• BRANO
------------------------------------------------------------
Murdoch, Berlusconi e il potere della disinformazione

Primavera 2011 – Kabul. Quello che segue è lo stralcio della registrazione di un colloquio riservato tra David Petraeus, allora Comandante in Capo delle Forze armate americane in Afghanistan, e Kathy McFarland, inviata di Fox News, canale di informazione americano apertamente di destra:

“Ecco generale, ho un messaggio da parte di Roger Ailes (fondatore e presidente di Fox News): Roger è pronto a dimettersi per guidare la tua campagna elettorale, qualora tu fossi disponibile a candidarti alle primarie repubblicane.”

All’epoca c’erano molte aspettative attorno a Petraeus, ideologo ed esecutore della strategia “vincente” in Iraq dopo i disastrosi primi anni di campagna militare. La stima di molte personalità, tra cui lo stesso presidente Barack Obama, lo stavano lanciando di prepotenza sulla scena politica. Già circolavano voci di un suo incarico alla guida della Cia, i servizi segreti americani.

“Chi finanzierebbe la mia campagna elettorale?”, domanda Petraues.

“Ailes contribuirà; ma insomma, i soldi ce li mette il ‘big boss!”, risponde la McFarland, che poi aggiunge: “Ailes guiderà la campagna mentre tutta Fox News lavorerà per la tua elezione a presidente degli Stati Uniti. Per questo ti converrebbe rifiutare la proposta di guidare la Cia. E’ solo una mossa di Obama per bruciare la tua candidatura.”

Il ‘big boss’ è Rupert Murdoch, magnate dell’impero mediatico News Corporation, proprietaria non solo di Fox News ma, tra gli altri, delle tv Sky (al 100% o quote maggioritarie) e dei giornali americani New York PostWall Street Journal, .

“Rupert mi sta dietro da tempo”, dice Petraeus, ammettendo così pressioni da parte dello stesso Murdoch.

Il generale lascerà cadere quella proposta, e nell’aprile 2011 accetterà  la guida della Cia, secondo lui l’ambiente dove “si sta spostando il potere”. Appena un anno e mezzo dopo Petraeus sarà costretto a dimettersi, travolto dallo scandalo di una relazione extraconiugale con la sua biografa Paula Brodwell, conosciuta in Afganistan nel 2010, alla quale aveva confidato anche segreti militari.
------------------------------------------------------------
• DATI MOSTRATI
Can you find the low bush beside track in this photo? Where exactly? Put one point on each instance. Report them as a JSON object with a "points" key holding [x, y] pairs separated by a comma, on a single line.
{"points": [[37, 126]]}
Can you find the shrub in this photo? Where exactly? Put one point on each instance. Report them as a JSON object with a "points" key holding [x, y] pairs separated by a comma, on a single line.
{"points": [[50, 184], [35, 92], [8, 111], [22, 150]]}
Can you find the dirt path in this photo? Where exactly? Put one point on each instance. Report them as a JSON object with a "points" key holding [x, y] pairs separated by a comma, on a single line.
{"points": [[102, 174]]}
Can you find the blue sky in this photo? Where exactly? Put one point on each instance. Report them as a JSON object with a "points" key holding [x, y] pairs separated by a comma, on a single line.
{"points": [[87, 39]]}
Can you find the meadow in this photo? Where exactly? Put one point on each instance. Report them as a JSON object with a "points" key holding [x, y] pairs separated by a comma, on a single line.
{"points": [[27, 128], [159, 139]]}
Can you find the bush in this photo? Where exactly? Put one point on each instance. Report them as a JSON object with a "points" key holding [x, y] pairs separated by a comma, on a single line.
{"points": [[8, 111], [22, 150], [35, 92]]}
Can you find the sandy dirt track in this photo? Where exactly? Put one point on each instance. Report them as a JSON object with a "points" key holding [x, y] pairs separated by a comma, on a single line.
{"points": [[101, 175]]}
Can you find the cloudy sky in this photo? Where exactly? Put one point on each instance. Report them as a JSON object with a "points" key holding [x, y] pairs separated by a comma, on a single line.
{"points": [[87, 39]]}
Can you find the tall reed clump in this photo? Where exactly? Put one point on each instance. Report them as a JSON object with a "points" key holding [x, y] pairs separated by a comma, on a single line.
------------------------------------------------------------
• COMPITO
Riporta di nuovo la parte del brano che si apre con le parole contenenti "Il ‘big boss’ è Rupert" e si chiude con "Street Journal, .", sostituendo "magnate" con "titolare".

• RISULTATO ATTESO
Il ‘big boss’ è Rupert Murdoch, titolare dell’impero mediatico News Corporation, proprietaria non solo di Fox News ma, tra gli altri, delle tv Sky (al 100% o quote maggioritarie) e dei giornali americani New York PostWall Street Journal, .